§ YOUR TASKS:
1: In the film listings, rewrite the stretch from "Z/ Medium Cool" through "screening is FREE!", replacing "riot" with "protest".
2: Give the title of every film named in the film listings.

Margaret – Extended Director’s Cut – Presented by Look at Me Film Club  – Thursday 26th September @ 7:30, The Others
Look at Me Film Club, usually offering a brilliantly diverse selection of films at the Stag’s Head, is offering the UK cinema debut of Kenneth Lonergan’s director’s cut of Margaret. Definitely not a money exercise afterthought, the film was in editing hell for years before finally limping into theatres in 2011. If Lonergan’s previous work (the amazing You Can Count on Me) isn’t enough to convince you, there’s the cast: Anna Paquin, Matt Damon and Mark Ruffalo (and a brilliantly hideous role played by the director himself). Mummified in its own time, this deserves to be seen.

Z/ Medium Cool – Presented by Genesis Cinema – Tuesday 17th September @ 7:00, Genesis Cinema FREEEEEE
Both Z and Medium Cool have been inspirations for successive waves of radicals (perhaps explaining why the powers that be keep them off Region 2 DVD, right?). Haskell Wexler (owner of a name that is far more than medium cool) produced the semi-documentary film against the backdrop of the Democratic National Convention riot of 1968, prescient in his belief that violence would ensue. Z is a grim satire on Greek politics. Is it relevant to the current mess? The price is right to find out: the Genesis’ screening is FREE!

§ DATA:

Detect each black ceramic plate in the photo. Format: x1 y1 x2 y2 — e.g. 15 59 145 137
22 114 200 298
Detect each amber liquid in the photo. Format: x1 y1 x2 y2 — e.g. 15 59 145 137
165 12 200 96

§ ANSWERS BY ITEM:
1:
Z/ Medium Cool – Presented by Genesis Cinema – Tuesday 17th September @ 7:00, Genesis Cinema FREEEEEE
Both Z and Medium Cool have been inspirations for successive waves of radicals (perhaps explaining why the powers that be keep them off Region 2 DVD, right?). Haskell Wexler (owner of a name that is far more than medium cool) produced the semi-documentary film against the backdrop of the Democratic National Convention protest of 1968, prescient in his belief that violence would ensue. Z is a grim satire on Greek politics. Is it relevant to the current mess? The price is right to find out: the Genesis’ screening is FREE!

2:
- Margaret
- You Can Count on Me
- Z
- Medium Cool